**** Task input ****

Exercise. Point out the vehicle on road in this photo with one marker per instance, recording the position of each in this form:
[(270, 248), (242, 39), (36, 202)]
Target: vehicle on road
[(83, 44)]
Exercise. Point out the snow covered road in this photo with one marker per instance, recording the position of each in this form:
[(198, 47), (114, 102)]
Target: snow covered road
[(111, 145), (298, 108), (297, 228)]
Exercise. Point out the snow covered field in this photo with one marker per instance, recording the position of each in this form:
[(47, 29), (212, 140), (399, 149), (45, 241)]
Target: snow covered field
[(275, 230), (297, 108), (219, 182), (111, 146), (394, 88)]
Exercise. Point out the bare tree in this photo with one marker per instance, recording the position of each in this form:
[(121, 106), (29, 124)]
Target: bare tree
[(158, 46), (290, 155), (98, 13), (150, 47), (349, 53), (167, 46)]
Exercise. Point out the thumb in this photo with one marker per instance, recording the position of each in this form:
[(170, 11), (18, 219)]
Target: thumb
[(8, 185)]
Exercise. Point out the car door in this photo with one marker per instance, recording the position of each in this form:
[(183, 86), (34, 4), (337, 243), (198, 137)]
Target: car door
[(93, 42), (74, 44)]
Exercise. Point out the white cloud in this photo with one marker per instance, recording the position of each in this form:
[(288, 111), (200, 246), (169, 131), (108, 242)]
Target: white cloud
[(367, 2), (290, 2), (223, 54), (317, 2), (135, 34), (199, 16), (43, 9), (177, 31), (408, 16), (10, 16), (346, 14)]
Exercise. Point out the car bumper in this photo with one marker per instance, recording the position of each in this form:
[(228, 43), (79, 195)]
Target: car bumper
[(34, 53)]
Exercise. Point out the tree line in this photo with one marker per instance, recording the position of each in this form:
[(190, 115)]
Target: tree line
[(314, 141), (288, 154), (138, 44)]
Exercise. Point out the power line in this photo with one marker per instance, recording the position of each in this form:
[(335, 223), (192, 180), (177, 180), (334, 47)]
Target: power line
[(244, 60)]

****
**** Task input ****

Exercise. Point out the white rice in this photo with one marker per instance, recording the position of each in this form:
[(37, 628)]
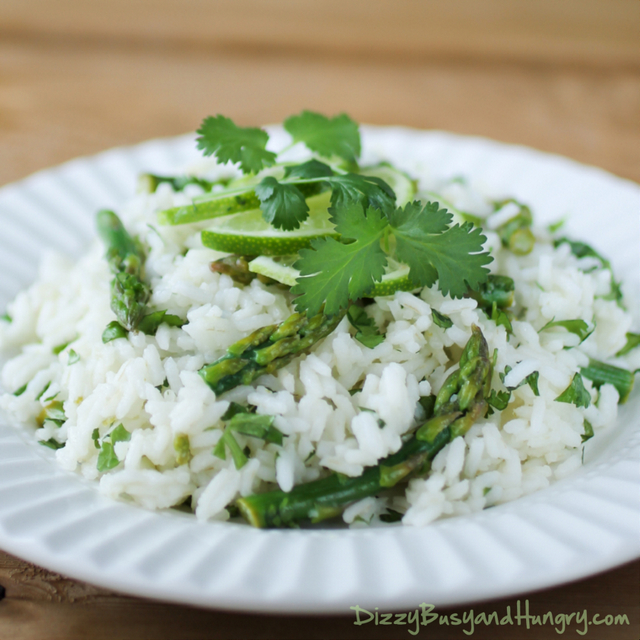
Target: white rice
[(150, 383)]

****
**** Task input ****

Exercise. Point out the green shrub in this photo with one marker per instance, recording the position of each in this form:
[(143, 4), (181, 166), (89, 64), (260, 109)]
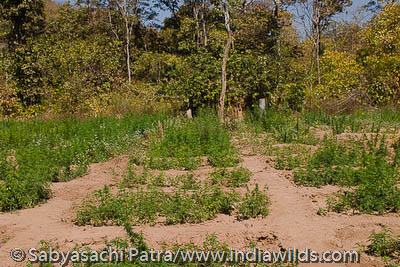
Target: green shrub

****

Task statement: What lines in the data above contain the word "green"? Copy them all.

Answer section:
Exercise. Point out the green shrub in this photo with one marker per instance, recording the position of each in this form:
Target: green shrub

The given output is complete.